• **Objective**
Offset each x and y coordinate in the answers by -94, and copy the rest unchanged. Begin at the row that contains "One pin marks each instance of the window pane." and stop after the last row, reproducing every row in that span.

• **Material shown**
▼▼▼
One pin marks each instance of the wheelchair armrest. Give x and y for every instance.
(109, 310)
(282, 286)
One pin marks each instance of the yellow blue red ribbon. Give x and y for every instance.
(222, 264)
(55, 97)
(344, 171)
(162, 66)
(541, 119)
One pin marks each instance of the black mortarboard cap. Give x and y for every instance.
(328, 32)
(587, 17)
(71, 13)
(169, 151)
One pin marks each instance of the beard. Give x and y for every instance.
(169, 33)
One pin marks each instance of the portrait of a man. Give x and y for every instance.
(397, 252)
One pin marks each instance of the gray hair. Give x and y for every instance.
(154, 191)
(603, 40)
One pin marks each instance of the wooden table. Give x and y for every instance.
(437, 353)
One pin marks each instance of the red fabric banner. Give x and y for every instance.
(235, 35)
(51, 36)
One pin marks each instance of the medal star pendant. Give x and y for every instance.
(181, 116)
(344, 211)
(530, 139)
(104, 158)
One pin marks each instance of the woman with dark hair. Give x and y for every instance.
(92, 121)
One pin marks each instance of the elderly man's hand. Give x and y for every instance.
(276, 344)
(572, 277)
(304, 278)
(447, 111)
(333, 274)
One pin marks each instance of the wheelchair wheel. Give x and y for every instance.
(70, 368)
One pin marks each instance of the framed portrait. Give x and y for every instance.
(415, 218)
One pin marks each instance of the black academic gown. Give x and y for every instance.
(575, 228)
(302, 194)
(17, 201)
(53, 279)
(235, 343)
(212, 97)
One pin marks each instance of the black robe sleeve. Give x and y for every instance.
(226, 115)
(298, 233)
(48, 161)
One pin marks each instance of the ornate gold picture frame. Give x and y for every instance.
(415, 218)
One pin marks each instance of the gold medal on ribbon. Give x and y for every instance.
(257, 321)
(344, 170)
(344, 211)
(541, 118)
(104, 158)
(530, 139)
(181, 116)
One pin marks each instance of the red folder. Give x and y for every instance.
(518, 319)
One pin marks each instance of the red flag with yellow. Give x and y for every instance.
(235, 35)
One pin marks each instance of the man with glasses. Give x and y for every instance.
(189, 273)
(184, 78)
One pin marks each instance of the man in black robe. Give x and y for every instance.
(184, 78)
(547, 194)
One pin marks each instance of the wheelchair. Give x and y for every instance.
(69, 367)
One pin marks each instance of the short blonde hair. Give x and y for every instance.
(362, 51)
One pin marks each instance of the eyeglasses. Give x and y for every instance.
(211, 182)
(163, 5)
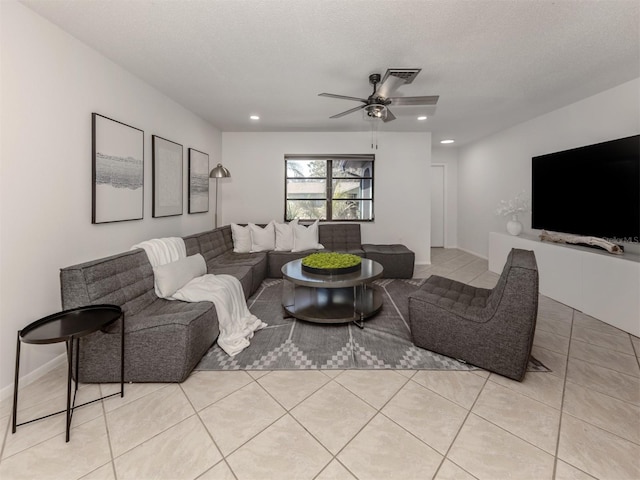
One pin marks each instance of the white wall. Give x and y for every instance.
(448, 156)
(50, 85)
(499, 167)
(255, 192)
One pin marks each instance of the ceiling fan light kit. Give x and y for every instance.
(375, 108)
(380, 99)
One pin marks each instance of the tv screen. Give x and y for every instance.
(590, 191)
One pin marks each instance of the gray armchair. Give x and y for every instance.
(492, 329)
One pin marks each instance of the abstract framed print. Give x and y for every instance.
(117, 171)
(167, 177)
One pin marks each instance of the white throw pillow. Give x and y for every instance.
(241, 238)
(306, 238)
(284, 236)
(263, 239)
(171, 277)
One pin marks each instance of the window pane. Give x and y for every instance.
(352, 210)
(352, 168)
(306, 209)
(301, 189)
(352, 188)
(306, 168)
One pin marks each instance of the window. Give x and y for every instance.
(336, 188)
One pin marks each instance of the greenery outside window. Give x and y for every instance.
(329, 187)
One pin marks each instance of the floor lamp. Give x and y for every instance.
(218, 172)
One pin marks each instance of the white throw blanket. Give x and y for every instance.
(237, 323)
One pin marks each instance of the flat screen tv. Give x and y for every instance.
(592, 191)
▲▲▲
• **Answer for the task**
One pin marks each instance of the window pane. Give x and y for every instance.
(258, 116)
(258, 74)
(212, 115)
(207, 95)
(258, 94)
(212, 74)
One pin marks each instance of the window. Give x and y for every instance.
(242, 94)
One pin marks each instance of the greenery outside window. Give x and y for every instance.
(235, 93)
One pin marks each instance of the floor lamp. Give x and y for every instance.
(124, 78)
One pin marks each instance of the white throw blanket. Give x and y for every instance.
(143, 229)
One pin marks each instance of the flat screen tv. Give x and y for every instance.
(498, 97)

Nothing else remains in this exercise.